### STUDY QUESTIONS
#1 According to the passage on NSAIDs, physicians prescribe these drugs for which conditions?
#2 Translate this sentence from the passage on NSAIDs into Spanish: "NSAIDS are taken to reduce pain and inflammation, or lower a fever."
#3 Using the passage on NSAIDs, explain in one to three sentences why use of these drugs has increased.

### SELECTED TEXT

NSAIDs, or Non-steroidal anti-inflammatory drugs are over-the-counter medications taken for temporary relief from pain and inflammation. They are some of the most widely used, and abused drugs on the market.
You know them as aspirin, ibuprofen (Advil and Motrin), aspirin, Naproxen (Aleve), and diclofenac (Voltaren), Celecoxib (Celebrex) just to name a few. NSAIDS are taken to reduce pain and inflammation, or lower a fever. NSAIDs are prescribed by physicians for conditions like osteoarthritis, post-surgical pain, or pain from acute injuries.
Extensive marketing for products like Aleve, and the fact that many are over-the-counter, has increased use of these drugs and made taking them somewhat like popping vitamins. Many people routinely take NSAIDs prior to exercise to prevent soreness and fatigue, ease the pain of an injury, or to deal with chronic pain often without the guidance of a physician, and without considering the potentially dangerous side effects of long-term use.

### DATA EXCERPT
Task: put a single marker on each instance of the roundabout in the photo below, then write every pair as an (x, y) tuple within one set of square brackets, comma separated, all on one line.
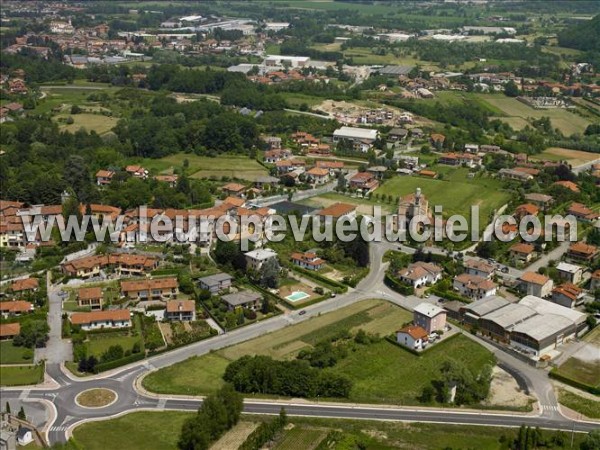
[(96, 398)]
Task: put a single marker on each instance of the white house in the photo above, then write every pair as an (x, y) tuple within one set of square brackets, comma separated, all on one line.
[(412, 336), (420, 273), (256, 258)]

### ANSWER LIST
#1 Osteoarthritis, post-surgical pain, or pain from acute injuries.

#2 Los AINE se toman para reducir el dolor y la inflamación, o para bajar la fiebre.

#3 Extensive marketing for products like Aleve has increased their use. So has the fact that many of them are sold over the counter. Together these have made taking them somewhat like popping vitamins.